- **Work to do**:
Go through the listing and write out all of it exactly.

- **Excerpts from point annotation data**:
□ □ □ □ □ □ □

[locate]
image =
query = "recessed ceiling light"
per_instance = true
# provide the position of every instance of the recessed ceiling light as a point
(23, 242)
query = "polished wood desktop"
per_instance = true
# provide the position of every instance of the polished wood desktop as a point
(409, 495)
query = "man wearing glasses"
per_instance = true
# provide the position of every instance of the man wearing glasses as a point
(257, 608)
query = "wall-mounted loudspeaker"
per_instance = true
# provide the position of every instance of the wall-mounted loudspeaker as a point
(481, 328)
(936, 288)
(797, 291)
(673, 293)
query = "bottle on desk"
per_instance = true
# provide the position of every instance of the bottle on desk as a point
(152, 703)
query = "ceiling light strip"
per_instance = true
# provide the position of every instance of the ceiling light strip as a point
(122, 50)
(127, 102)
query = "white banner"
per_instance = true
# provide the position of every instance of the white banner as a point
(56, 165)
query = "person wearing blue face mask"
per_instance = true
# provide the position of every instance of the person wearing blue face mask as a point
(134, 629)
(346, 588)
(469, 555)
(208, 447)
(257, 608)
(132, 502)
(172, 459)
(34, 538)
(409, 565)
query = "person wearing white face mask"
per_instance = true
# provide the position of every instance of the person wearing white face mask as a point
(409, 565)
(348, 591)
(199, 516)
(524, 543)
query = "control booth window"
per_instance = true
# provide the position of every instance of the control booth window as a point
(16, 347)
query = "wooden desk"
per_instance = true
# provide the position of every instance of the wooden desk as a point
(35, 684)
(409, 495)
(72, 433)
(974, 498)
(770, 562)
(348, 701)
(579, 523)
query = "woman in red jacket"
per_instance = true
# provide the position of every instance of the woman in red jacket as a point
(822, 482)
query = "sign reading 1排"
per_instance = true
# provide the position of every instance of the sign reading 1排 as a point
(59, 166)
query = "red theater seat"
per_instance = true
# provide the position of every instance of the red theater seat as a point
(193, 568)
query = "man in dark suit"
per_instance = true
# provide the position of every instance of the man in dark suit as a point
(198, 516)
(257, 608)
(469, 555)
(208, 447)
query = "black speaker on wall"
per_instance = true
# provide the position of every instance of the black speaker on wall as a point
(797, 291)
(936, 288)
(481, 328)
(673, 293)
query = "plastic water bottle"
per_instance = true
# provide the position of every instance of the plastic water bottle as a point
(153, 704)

□ □ □ □ □ □ □

- **Output below**:
[locate]
image =
query = "recessed ceiling light"
per_instance = true
# provide the position of every instance of the recessed ceiling light as a point
(23, 242)
query = "polished wood desktop"
per_instance = true
# provide the position of every instance of the polished wood desktop as a point
(409, 495)
query = "man wearing glasses"
per_instance = true
# provide the position of every instance of the man wearing glasses as a point
(257, 608)
query = "wall-mounted loudspeaker"
per_instance = true
# provide the position of every instance of the wall-mounted loudspeaker as a point
(481, 328)
(936, 288)
(797, 291)
(673, 293)
query = "bottle on desk"
per_instance = true
# provide the position of every instance of the bottle on desk as a point
(152, 703)
query = "ceiling light strip"
per_instance = true
# provide the position of every instance of the ceiling light strip as a point
(122, 50)
(127, 102)
query = "white banner"
per_instance = true
# provide the position of every instance of the white banner as a point
(56, 165)
query = "person wearing blue face mask"
per_instance = true
# provide the position of every instance of the person wearing blue face mask as a point
(134, 629)
(346, 588)
(469, 555)
(208, 447)
(257, 608)
(132, 502)
(172, 459)
(34, 538)
(409, 565)
query = "person wearing white face mask"
per_instance = true
# provide the position of every instance of the person wearing white face mask as a point
(409, 565)
(348, 591)
(199, 516)
(524, 543)
query = "control booth window"
per_instance = true
# provide the position of every instance of the control booth window as a point
(16, 347)
query = "wooden desk"
per_instance = true
# provide the position of every instance of the wooden desk as a point
(35, 684)
(409, 495)
(72, 433)
(974, 498)
(770, 562)
(348, 701)
(579, 523)
query = "woman in red jacket"
per_instance = true
# provide the position of every instance of the woman in red jacket as a point
(822, 482)
query = "sign reading 1排"
per_instance = true
# provide the position of every instance of the sign reading 1排 as a point
(59, 166)
query = "red theater seat"
per_instance = true
# provide the position of every instance of the red theater seat as a point
(193, 568)
query = "man in dark suit"
per_instance = true
# provide the position of every instance of the man in dark suit as a point
(198, 516)
(257, 608)
(469, 555)
(208, 447)
query = "black speaker on wall"
per_instance = true
# provide the position of every instance of the black speaker on wall as a point
(797, 291)
(936, 288)
(481, 328)
(673, 293)
query = "plastic water bottle"
per_instance = true
# provide the position of every instance of the plastic water bottle as a point
(153, 704)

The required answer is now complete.